Task objective:
Transcribe each record as written.

Saved data entries

:::

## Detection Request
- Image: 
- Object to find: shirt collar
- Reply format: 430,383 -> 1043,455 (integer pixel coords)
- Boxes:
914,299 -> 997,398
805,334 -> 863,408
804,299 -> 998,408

:::

Exercise solution:
## Detection Request
- Image: 
- Object to find: shirt collar
- Reply format: 430,383 -> 1043,455 (integer pixel coords)
- Boxes:
914,299 -> 997,398
805,334 -> 863,408
804,299 -> 998,408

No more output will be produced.